▸ Objective
Locate each line below that contains the word "throw", and copy every such line in full.

▸ Dataset rows
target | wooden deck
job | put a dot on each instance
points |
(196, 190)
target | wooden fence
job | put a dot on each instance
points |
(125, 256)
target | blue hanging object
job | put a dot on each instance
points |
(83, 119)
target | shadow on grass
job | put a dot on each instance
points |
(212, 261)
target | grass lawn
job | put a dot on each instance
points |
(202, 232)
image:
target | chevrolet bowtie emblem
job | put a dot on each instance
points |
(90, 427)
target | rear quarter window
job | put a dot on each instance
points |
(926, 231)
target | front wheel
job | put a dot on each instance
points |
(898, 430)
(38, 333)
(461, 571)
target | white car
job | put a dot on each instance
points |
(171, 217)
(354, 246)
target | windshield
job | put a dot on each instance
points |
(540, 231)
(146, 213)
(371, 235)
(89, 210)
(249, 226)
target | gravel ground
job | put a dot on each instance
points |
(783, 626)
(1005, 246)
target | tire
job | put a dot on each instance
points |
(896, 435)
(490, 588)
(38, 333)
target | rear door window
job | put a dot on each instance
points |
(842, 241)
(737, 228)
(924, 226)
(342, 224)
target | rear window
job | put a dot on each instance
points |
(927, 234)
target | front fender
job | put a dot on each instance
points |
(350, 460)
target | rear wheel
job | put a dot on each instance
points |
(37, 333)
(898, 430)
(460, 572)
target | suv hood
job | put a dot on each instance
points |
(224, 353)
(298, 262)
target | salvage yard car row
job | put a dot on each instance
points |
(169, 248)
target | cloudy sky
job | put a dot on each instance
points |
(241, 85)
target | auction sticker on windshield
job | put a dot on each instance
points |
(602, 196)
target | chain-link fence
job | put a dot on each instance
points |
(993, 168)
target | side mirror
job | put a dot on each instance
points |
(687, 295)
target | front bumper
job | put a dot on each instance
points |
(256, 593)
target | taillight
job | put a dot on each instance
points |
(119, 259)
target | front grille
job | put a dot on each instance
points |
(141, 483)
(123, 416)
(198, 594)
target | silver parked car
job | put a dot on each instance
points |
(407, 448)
--
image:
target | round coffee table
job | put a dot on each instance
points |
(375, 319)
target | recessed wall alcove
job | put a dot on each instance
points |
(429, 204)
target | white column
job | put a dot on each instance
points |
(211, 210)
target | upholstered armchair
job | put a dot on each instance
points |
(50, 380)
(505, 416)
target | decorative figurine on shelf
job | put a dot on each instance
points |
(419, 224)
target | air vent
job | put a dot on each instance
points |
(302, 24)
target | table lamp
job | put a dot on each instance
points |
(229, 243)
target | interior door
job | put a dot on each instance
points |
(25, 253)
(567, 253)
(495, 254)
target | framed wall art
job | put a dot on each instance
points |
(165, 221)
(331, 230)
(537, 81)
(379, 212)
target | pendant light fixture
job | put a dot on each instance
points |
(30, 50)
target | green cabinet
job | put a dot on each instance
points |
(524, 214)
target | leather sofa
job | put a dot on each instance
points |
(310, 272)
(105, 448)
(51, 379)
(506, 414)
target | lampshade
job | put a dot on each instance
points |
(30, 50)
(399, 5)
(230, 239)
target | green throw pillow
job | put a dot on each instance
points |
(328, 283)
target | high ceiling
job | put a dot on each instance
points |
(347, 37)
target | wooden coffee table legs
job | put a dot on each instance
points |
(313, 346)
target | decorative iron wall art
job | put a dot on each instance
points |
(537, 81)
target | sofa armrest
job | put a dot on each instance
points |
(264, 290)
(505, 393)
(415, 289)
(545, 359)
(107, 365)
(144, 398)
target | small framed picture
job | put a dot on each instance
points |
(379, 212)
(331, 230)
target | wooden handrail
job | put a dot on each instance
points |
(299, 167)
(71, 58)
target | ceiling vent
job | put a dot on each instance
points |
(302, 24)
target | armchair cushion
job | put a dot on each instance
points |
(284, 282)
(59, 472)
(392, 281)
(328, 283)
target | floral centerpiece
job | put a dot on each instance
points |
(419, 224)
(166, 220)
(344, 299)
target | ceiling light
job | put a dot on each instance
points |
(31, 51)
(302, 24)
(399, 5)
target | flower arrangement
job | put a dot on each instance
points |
...
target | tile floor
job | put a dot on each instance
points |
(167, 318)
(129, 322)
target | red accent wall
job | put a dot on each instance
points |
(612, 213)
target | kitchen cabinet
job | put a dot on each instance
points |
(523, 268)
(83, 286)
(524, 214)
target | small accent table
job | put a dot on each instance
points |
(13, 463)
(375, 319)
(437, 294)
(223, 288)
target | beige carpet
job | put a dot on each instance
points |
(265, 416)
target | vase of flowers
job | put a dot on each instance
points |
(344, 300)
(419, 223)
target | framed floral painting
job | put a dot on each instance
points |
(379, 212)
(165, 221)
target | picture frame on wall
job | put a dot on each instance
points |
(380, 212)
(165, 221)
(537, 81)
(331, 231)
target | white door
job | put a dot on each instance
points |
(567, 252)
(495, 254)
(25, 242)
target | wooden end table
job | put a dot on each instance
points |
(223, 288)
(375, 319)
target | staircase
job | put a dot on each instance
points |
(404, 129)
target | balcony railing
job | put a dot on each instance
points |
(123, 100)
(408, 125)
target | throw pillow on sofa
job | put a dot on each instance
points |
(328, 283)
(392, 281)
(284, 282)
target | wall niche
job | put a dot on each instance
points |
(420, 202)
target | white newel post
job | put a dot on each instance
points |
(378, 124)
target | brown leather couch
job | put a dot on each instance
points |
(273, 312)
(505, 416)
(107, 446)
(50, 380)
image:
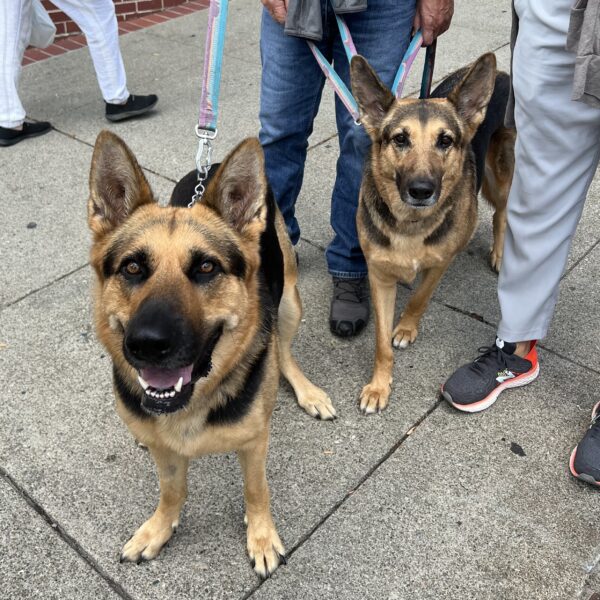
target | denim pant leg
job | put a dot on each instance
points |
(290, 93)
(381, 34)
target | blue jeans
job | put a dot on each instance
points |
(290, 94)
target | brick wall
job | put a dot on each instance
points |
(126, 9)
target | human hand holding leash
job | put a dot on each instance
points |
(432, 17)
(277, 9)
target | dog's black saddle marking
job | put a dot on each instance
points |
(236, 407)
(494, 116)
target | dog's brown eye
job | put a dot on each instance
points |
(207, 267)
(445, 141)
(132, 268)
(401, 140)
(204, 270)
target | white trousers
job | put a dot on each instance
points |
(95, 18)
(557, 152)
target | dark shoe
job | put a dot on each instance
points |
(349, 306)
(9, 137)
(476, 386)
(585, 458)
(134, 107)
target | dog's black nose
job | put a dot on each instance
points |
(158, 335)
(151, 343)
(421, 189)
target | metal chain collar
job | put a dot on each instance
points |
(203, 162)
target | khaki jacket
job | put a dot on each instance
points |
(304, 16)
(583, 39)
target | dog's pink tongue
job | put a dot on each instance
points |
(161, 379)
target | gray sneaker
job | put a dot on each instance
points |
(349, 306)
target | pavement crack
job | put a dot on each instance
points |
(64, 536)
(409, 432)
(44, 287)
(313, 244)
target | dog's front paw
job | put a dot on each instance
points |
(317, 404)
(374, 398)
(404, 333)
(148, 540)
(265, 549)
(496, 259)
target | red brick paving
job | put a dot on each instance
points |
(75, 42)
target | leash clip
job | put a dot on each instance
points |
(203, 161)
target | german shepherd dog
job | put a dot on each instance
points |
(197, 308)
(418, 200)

▸ The answer
target | green throw pillow
target | throw pillow on sofa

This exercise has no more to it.